**Exercise**:
Count the lines in the records below that contain the string "dishwasher", matching case exactly, and give only the number.

Start of Exercise inputs

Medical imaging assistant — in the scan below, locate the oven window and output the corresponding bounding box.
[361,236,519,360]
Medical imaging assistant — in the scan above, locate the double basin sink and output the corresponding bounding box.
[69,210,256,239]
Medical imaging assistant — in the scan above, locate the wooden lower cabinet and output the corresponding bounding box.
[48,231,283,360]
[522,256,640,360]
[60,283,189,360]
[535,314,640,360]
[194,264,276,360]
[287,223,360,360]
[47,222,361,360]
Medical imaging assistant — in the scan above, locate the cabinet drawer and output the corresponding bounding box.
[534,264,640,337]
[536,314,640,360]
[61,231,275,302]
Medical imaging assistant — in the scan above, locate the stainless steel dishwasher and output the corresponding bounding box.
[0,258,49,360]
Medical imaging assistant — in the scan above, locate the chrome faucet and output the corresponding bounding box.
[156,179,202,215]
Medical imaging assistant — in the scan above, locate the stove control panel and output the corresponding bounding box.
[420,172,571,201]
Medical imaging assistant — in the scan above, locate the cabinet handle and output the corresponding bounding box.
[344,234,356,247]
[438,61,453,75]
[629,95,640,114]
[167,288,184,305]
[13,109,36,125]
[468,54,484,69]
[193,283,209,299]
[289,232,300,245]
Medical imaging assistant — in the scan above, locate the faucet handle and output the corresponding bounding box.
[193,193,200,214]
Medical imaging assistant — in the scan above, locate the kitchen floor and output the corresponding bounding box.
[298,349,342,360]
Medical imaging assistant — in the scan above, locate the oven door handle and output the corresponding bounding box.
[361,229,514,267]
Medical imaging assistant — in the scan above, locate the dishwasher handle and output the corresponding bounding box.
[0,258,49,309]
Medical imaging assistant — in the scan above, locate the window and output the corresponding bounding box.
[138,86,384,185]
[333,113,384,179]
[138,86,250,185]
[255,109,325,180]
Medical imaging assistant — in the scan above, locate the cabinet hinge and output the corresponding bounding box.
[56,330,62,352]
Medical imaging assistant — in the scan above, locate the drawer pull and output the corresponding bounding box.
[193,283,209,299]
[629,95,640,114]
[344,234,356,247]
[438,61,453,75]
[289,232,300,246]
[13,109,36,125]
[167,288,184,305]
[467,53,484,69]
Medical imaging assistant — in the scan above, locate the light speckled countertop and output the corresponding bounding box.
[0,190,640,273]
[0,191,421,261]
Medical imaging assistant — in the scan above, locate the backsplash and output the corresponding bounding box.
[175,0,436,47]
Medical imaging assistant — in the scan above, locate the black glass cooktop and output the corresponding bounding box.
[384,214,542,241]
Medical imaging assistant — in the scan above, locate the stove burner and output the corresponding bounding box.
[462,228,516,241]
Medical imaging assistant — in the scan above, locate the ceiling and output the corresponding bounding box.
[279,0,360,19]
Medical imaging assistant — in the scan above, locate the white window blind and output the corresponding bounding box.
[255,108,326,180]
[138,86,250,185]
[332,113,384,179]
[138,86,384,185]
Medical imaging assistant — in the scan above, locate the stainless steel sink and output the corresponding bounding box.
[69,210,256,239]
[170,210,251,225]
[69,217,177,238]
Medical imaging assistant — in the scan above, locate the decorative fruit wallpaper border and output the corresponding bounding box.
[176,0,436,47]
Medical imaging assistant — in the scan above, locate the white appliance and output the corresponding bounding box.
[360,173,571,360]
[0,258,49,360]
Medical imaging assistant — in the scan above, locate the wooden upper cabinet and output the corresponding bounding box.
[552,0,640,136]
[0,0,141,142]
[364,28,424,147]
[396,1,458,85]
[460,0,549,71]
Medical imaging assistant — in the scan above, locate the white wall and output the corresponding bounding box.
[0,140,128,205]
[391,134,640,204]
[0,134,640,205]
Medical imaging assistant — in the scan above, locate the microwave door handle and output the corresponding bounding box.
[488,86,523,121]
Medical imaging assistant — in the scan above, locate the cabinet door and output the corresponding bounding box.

End of Exercise inputs

**Result of this task**:
2